### Required actions
(1) In the article on drone uses in Zimbabwe, which police unit used drones to track down the robbers who hijacked the editor's car?
(2) Pick up the article on drone uses in Zimbabwe after its last sentence and keep writing it.

Top of Selected extract

The 7 most interesting uses of drones in Zimbabwe

Dominic Mhiripiri Avatar

This week, we published the much-awaited national regulations governing drones (or unmanned aerial vehicles) in the country – basically, the precursor to Zimbabwe’s forthcoming aircraft laws. Readers readily shared their excitement at the development, while others however wondered what exactly drones are and more importantly, what exactly they could be used for in Zimbabwe. I have compiled 7 of the most interesting potential applications of UAVs in Zimbabwe and here they are:

1. Fighting crime

My favourite example of the flying machines being used to combat the bad guys comes straight out of Africa, in  Nigeria. After thugs hijacked a car being driven by a magazine editor, the journalist quickly contacted the police.

Fortunately, Lagos State’s Rapid Response Squad had recently been equipped with a fleet of drones, and they quickly trailed and nabbed the robbers and recovered the car. Because we are not immune to car jacking ourselves, ZRP’s own RRS capabilities would be boosted if the force acquired its own “aerial toys.” (Another lesson for ZRP from Nigeria: the West African country is also taking steps to deploy drones to fight oil theft)

Bottom of Selected extract
Top of Provided material

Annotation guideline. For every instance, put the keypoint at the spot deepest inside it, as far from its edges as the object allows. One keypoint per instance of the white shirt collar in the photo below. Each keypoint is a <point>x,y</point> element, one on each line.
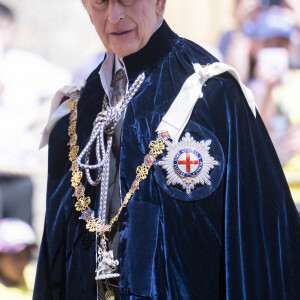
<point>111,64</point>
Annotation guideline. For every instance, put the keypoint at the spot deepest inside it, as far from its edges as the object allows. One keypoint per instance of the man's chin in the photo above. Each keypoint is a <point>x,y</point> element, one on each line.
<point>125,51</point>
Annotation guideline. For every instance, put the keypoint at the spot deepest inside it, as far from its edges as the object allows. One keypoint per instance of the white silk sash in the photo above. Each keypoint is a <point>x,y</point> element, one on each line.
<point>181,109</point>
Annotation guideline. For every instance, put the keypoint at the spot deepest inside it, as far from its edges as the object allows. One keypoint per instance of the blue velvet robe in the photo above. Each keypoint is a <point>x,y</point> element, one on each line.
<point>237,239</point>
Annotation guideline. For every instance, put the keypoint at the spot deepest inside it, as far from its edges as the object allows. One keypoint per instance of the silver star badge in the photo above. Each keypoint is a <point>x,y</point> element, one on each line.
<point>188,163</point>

Bottom of Provided material
Top of Provided material

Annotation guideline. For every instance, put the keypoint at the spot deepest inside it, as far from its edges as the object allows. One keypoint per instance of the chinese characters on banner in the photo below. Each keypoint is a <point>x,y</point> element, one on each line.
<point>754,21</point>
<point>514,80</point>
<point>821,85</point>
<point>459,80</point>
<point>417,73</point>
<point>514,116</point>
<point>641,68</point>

Bottom of Provided material

### Answers given
(1) Lagos State's Rapid Response Squad

(2)
2. Protecting wildlife

Mapping large tracts of land, spying would-be poachers, tracking endangered species (and Zimbabwe has many), herding, and scaring dangerous predators, and thermal vision technology are all strategies that have been tried and proved across the world.

With one of the most vast and coveted networks of conservation and game park systems in the world, Zimbabwe stands to benefit from any incorporation of drone technology in its efforts.

3. Monitoring illegal activities

Illegal sand mining in outskirts of urban areas, diamond mining and gold panning in rural areas like Chiadzwa and once again, poaching, are problems that police and environmental agencies like EMA constantly grapple with.

I have lived in Harare’s Whitecliffe area for two years; the rampant poaching of fish from Lake Chivero in that area, the illegal “sand farms” in Mt. Hampden close by – both of which I helplessly witnessed – are two of the challenges drone monitoring can help mitigate.

4. Improving Agriculture

Maize field

“We are an agrarian people” is one of the more enduring Zimbabwean clichés, even as our nation has perennially recorded a big deficit in food production for most of the past 20 years. What has rarely been acknowledged as critical in efforts to awaken the sleeping giant of Zimbabwean agriculture is this, technology and its role in the renaissance.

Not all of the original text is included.